-- The task --
What lines in the following entries hold the word "street"? Copy each one.

[Stored data entries]

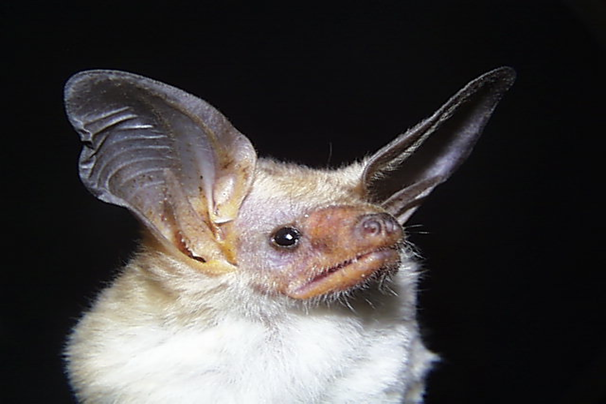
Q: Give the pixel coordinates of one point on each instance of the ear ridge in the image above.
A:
(401, 174)
(148, 145)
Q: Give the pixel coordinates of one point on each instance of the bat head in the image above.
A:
(196, 184)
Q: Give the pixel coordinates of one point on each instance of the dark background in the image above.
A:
(513, 297)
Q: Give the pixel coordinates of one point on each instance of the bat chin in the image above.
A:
(343, 276)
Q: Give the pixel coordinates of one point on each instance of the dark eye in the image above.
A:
(287, 237)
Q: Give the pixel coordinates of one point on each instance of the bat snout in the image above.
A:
(378, 226)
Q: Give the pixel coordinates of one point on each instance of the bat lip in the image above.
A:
(344, 275)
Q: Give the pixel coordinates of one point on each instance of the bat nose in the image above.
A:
(378, 225)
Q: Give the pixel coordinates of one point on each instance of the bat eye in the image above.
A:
(286, 237)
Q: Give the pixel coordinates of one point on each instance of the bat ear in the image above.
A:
(400, 175)
(169, 157)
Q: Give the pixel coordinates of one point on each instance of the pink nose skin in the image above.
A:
(378, 225)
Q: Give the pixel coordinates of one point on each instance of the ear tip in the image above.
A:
(506, 76)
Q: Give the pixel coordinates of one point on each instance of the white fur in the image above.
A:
(128, 350)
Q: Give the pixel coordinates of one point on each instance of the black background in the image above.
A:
(513, 297)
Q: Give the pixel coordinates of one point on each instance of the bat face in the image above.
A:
(225, 300)
(323, 238)
(197, 185)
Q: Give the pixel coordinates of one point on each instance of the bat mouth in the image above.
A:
(346, 274)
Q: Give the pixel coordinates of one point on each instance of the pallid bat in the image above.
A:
(256, 281)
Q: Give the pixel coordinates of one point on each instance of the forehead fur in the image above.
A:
(296, 182)
(281, 192)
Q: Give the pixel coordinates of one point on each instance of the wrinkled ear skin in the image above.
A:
(169, 157)
(401, 175)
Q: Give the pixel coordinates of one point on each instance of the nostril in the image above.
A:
(372, 226)
(379, 225)
(390, 224)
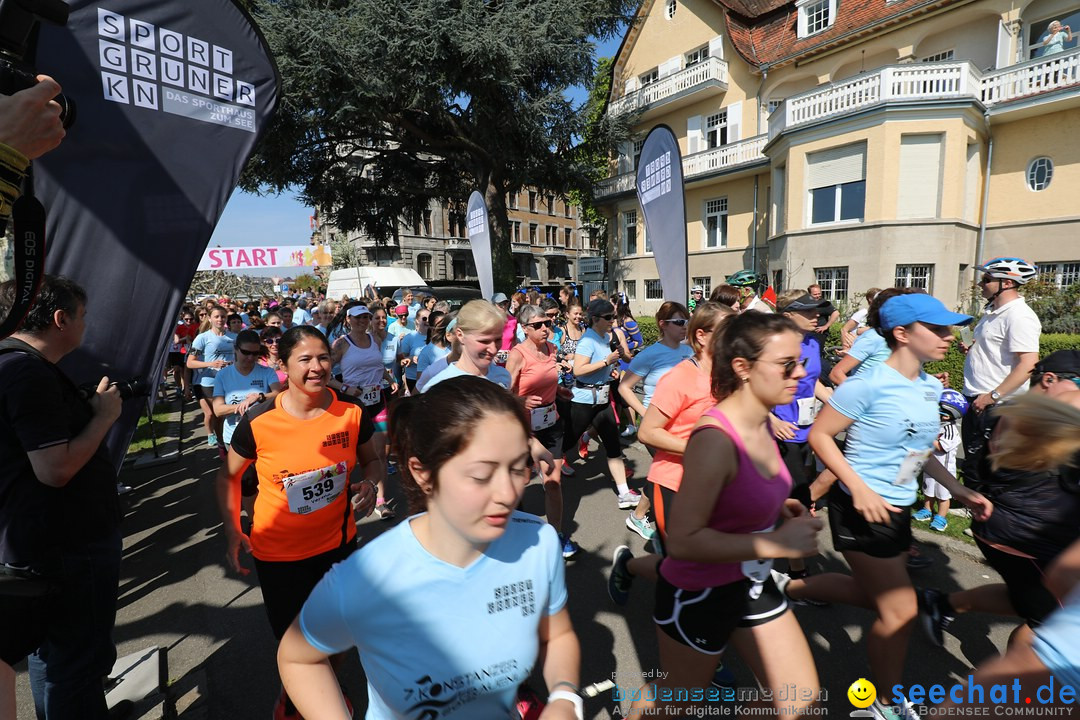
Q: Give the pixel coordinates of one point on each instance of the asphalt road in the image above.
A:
(176, 593)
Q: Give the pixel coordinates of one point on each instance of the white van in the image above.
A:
(352, 281)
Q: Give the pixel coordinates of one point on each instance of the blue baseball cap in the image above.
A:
(918, 308)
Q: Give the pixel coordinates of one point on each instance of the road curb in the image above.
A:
(948, 545)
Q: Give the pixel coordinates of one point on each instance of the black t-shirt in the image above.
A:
(40, 408)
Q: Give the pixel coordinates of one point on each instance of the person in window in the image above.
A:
(1054, 39)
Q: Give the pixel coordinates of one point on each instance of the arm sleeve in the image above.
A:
(243, 439)
(853, 397)
(1024, 335)
(861, 349)
(556, 570)
(322, 619)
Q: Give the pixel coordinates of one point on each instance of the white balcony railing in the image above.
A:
(1038, 76)
(712, 69)
(699, 164)
(927, 81)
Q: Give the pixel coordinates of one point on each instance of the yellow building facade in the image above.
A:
(853, 143)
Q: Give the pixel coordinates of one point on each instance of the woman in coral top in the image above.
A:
(534, 376)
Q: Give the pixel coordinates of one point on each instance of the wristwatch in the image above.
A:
(579, 706)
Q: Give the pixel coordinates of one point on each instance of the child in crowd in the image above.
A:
(953, 405)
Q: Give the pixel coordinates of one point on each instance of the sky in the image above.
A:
(251, 219)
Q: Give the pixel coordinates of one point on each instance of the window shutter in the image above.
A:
(693, 135)
(671, 67)
(836, 165)
(734, 122)
(625, 157)
(920, 171)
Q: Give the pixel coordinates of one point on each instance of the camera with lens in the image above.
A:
(129, 389)
(18, 19)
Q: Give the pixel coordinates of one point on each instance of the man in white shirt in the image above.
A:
(1006, 345)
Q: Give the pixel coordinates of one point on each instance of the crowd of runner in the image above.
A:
(755, 430)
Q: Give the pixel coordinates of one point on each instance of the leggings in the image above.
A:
(601, 417)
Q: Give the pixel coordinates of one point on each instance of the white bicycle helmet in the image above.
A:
(1015, 269)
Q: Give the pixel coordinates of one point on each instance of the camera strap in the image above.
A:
(28, 223)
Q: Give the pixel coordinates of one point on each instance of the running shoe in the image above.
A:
(642, 526)
(619, 579)
(935, 613)
(724, 677)
(569, 547)
(629, 500)
(385, 510)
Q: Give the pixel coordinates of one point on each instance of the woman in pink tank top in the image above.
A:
(716, 582)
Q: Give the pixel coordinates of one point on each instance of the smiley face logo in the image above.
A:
(862, 693)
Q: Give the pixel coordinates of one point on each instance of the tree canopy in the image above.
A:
(389, 105)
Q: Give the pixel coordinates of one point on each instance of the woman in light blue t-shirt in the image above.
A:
(890, 415)
(449, 609)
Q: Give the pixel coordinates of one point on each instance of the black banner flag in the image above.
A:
(663, 203)
(172, 98)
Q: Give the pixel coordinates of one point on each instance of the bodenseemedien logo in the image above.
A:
(158, 69)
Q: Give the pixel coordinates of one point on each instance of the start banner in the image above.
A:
(266, 256)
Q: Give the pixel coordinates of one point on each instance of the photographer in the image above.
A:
(29, 127)
(59, 517)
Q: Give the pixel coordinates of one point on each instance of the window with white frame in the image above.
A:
(943, 56)
(716, 222)
(1040, 172)
(915, 275)
(836, 179)
(834, 283)
(716, 130)
(630, 232)
(1062, 274)
(698, 55)
(814, 15)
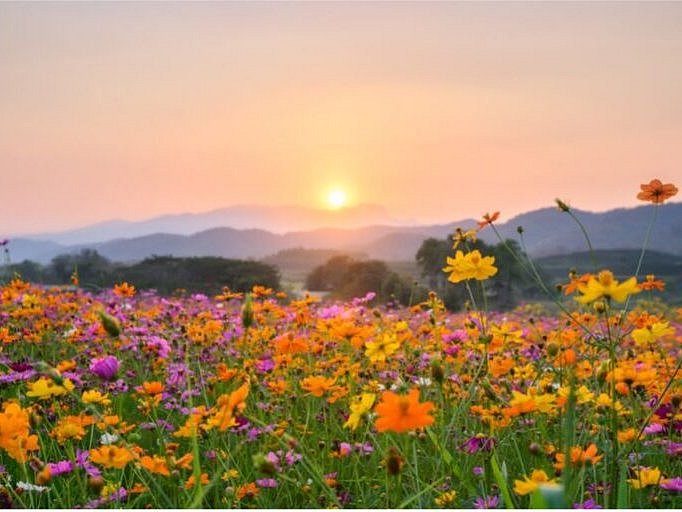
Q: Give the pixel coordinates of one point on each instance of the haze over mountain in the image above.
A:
(276, 219)
(546, 232)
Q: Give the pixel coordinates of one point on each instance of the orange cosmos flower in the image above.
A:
(14, 432)
(317, 386)
(155, 464)
(576, 281)
(150, 388)
(247, 491)
(487, 220)
(401, 413)
(124, 290)
(111, 456)
(226, 407)
(190, 483)
(652, 283)
(656, 192)
(579, 457)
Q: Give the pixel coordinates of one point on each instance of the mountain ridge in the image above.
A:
(546, 231)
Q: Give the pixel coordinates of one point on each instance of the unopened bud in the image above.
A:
(437, 373)
(562, 206)
(96, 483)
(394, 462)
(263, 465)
(247, 311)
(110, 324)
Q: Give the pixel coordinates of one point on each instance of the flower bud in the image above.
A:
(110, 324)
(247, 311)
(394, 462)
(96, 483)
(263, 465)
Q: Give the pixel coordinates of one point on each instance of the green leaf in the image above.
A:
(501, 482)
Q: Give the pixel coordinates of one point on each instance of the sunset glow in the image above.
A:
(129, 110)
(337, 199)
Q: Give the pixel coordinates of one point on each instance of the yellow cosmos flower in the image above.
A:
(470, 266)
(381, 348)
(111, 456)
(47, 388)
(14, 432)
(316, 385)
(95, 397)
(645, 477)
(606, 287)
(651, 334)
(361, 405)
(529, 484)
(155, 464)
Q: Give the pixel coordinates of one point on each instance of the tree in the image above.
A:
(346, 278)
(503, 290)
(93, 269)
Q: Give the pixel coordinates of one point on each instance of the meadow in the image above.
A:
(126, 398)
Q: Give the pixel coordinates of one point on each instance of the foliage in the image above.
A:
(344, 278)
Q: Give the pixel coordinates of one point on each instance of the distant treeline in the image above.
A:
(165, 274)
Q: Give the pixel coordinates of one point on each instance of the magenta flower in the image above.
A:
(105, 367)
(267, 483)
(672, 484)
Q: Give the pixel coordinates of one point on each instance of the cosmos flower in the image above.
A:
(382, 347)
(644, 477)
(656, 192)
(47, 388)
(361, 405)
(105, 367)
(402, 413)
(15, 438)
(606, 287)
(111, 456)
(672, 484)
(529, 484)
(470, 266)
(317, 385)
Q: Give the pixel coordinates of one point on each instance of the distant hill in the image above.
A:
(277, 219)
(622, 262)
(550, 231)
(546, 232)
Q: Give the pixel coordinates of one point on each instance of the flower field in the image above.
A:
(129, 399)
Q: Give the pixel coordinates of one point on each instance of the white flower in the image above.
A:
(108, 438)
(423, 381)
(24, 486)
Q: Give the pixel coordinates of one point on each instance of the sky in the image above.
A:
(436, 111)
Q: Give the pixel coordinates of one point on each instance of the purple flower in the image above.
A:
(672, 484)
(487, 502)
(60, 468)
(673, 448)
(364, 449)
(478, 442)
(83, 462)
(292, 458)
(265, 365)
(589, 504)
(105, 367)
(267, 483)
(119, 495)
(654, 428)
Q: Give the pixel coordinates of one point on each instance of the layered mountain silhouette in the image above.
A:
(547, 231)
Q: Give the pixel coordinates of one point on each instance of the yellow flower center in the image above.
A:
(605, 277)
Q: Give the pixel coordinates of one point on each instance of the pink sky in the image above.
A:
(437, 111)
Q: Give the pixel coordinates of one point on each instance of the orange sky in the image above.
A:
(437, 111)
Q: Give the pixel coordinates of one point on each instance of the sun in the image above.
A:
(336, 199)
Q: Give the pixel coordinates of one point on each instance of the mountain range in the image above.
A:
(546, 232)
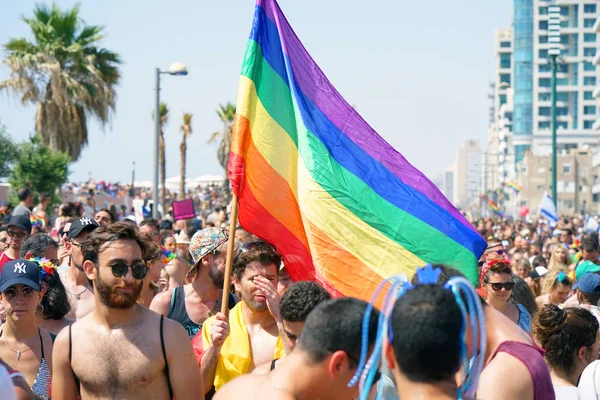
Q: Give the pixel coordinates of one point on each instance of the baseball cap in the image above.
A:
(586, 267)
(20, 221)
(589, 283)
(205, 241)
(20, 272)
(81, 224)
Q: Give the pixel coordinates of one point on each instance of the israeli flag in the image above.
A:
(548, 209)
(591, 225)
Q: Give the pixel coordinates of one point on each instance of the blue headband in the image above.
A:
(471, 312)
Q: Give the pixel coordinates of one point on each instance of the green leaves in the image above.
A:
(39, 168)
(8, 152)
(65, 73)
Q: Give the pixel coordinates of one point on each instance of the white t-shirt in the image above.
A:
(7, 389)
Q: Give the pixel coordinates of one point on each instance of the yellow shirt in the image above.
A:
(235, 357)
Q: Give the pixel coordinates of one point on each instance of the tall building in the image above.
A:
(576, 77)
(448, 182)
(574, 180)
(523, 76)
(468, 174)
(498, 161)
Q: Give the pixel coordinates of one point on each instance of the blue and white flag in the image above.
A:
(591, 225)
(548, 208)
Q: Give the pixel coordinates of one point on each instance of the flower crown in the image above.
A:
(47, 268)
(168, 256)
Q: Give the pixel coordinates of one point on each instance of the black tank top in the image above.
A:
(177, 311)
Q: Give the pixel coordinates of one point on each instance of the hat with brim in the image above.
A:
(204, 242)
(20, 272)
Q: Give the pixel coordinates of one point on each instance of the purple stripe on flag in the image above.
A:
(315, 85)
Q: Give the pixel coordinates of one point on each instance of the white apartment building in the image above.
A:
(468, 174)
(577, 77)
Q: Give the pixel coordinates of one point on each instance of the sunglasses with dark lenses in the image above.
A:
(11, 293)
(497, 286)
(119, 270)
(16, 234)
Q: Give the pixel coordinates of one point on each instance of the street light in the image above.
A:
(177, 69)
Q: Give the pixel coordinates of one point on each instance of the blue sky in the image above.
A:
(417, 71)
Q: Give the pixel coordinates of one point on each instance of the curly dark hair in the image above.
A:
(261, 252)
(300, 299)
(91, 247)
(55, 300)
(562, 332)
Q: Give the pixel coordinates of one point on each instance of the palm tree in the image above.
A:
(65, 74)
(186, 129)
(164, 118)
(227, 115)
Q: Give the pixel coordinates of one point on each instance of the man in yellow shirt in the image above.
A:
(235, 345)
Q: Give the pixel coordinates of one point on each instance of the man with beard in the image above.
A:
(192, 304)
(249, 337)
(121, 350)
(79, 290)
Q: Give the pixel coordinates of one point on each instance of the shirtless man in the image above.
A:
(250, 336)
(121, 350)
(295, 306)
(424, 354)
(192, 304)
(322, 364)
(79, 291)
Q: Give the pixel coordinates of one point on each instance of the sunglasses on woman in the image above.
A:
(11, 293)
(138, 270)
(497, 286)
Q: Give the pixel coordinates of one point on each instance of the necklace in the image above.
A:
(19, 352)
(77, 295)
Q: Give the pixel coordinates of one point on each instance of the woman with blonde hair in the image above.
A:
(560, 258)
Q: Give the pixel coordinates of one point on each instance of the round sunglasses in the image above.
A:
(138, 270)
(497, 286)
(11, 293)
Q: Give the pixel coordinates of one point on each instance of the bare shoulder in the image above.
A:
(161, 302)
(504, 365)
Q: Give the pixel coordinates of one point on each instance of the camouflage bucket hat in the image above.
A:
(206, 241)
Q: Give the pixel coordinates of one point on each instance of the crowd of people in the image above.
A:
(98, 304)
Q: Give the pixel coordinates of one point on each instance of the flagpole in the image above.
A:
(230, 248)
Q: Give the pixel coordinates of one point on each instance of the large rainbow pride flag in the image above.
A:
(313, 178)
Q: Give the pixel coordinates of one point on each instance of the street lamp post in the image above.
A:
(553, 53)
(174, 69)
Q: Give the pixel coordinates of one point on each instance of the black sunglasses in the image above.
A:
(11, 293)
(497, 286)
(139, 270)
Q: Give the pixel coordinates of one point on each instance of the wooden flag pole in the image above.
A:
(229, 262)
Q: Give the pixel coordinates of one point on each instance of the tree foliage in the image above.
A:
(65, 74)
(8, 152)
(39, 168)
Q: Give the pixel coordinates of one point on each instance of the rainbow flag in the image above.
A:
(313, 178)
(494, 206)
(514, 186)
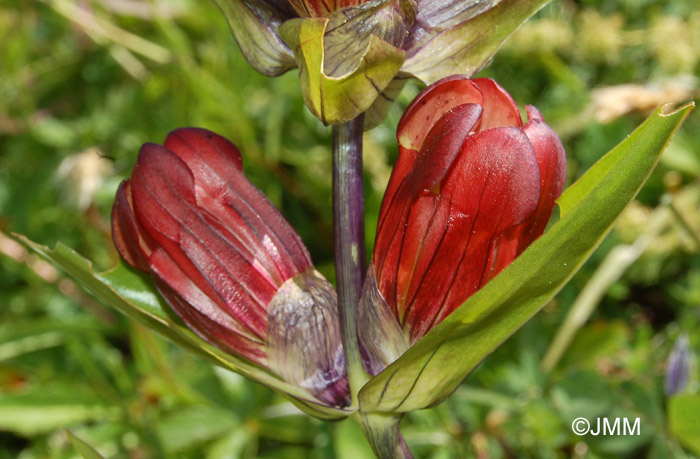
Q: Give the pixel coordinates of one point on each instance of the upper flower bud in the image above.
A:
(354, 55)
(472, 188)
(228, 263)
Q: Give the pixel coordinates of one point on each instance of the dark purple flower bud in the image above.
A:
(679, 363)
(228, 263)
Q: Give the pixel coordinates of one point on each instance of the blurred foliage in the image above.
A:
(84, 83)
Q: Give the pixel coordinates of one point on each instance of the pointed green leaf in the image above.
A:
(684, 421)
(431, 369)
(467, 47)
(86, 451)
(339, 99)
(257, 37)
(135, 295)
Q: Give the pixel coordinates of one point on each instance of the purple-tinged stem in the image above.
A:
(349, 235)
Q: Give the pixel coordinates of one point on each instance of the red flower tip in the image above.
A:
(472, 188)
(227, 262)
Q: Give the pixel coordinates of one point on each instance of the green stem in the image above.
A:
(384, 435)
(349, 235)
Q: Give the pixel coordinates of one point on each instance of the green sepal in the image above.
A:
(133, 294)
(339, 99)
(467, 47)
(257, 38)
(431, 369)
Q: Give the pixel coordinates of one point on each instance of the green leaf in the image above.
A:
(189, 426)
(134, 295)
(467, 47)
(86, 451)
(430, 370)
(684, 421)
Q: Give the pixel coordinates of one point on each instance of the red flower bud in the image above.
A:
(472, 188)
(318, 8)
(228, 263)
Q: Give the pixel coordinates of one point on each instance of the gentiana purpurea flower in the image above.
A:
(227, 262)
(354, 56)
(472, 188)
(680, 364)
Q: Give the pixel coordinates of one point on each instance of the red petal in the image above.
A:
(500, 109)
(431, 105)
(551, 159)
(224, 192)
(493, 186)
(200, 313)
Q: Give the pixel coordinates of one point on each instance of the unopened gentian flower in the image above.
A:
(228, 263)
(472, 188)
(679, 365)
(354, 55)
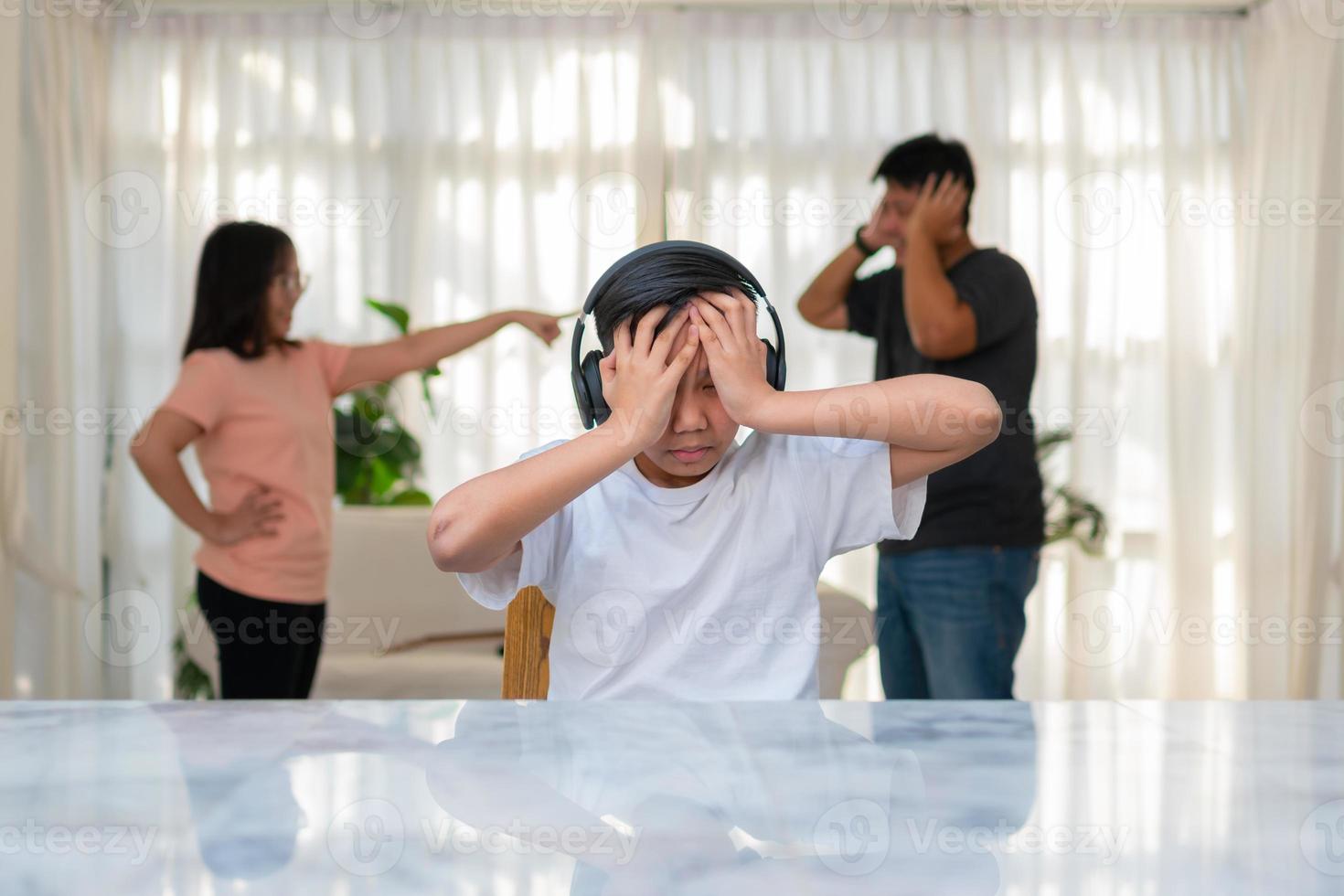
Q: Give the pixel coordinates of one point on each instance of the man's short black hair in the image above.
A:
(910, 164)
(669, 278)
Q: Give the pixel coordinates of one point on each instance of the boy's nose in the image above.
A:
(687, 414)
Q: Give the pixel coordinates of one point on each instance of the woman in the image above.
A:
(258, 406)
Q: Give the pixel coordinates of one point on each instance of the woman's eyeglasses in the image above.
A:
(294, 283)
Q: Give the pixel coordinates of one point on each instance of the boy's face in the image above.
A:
(699, 432)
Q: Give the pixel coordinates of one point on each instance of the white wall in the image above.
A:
(10, 27)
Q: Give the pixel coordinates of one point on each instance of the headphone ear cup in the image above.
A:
(773, 367)
(597, 410)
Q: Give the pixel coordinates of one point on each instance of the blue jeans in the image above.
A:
(951, 621)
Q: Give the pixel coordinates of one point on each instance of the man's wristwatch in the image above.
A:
(862, 246)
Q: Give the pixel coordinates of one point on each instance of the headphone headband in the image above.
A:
(588, 384)
(669, 246)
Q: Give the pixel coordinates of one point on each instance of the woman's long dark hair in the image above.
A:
(237, 266)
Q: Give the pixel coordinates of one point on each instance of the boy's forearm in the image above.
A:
(479, 523)
(923, 411)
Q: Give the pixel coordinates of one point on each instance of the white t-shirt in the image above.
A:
(706, 592)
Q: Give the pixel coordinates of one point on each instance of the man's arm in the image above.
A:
(823, 304)
(941, 325)
(481, 521)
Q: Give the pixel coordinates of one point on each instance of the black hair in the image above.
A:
(669, 278)
(238, 263)
(910, 164)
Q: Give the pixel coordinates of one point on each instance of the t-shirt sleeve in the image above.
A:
(331, 359)
(200, 392)
(1001, 300)
(542, 552)
(863, 300)
(846, 493)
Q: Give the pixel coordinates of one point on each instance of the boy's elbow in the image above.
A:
(445, 546)
(451, 544)
(987, 417)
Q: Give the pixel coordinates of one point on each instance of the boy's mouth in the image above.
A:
(689, 455)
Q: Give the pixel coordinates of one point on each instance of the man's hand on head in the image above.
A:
(940, 208)
(737, 355)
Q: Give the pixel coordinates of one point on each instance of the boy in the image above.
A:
(683, 566)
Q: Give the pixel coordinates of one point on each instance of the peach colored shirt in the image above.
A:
(268, 421)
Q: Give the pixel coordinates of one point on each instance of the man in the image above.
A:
(951, 601)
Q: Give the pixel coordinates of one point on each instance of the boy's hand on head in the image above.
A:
(735, 352)
(640, 380)
(940, 208)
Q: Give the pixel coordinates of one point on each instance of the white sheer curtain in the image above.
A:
(54, 504)
(468, 165)
(1289, 348)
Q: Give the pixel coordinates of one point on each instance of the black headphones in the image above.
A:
(588, 377)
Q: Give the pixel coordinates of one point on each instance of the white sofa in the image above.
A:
(386, 594)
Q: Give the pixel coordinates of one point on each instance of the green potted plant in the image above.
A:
(377, 460)
(1069, 515)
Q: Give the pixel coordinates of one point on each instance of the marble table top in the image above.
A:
(488, 797)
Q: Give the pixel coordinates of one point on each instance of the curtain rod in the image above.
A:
(901, 7)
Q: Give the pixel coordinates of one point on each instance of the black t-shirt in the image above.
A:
(994, 497)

-- Task result --
Q: Give the pixel coordinates of one point on each instance of the street light in the image above.
Q: Give the pixel coordinates of one point on each instance of the street lamp post in the image above.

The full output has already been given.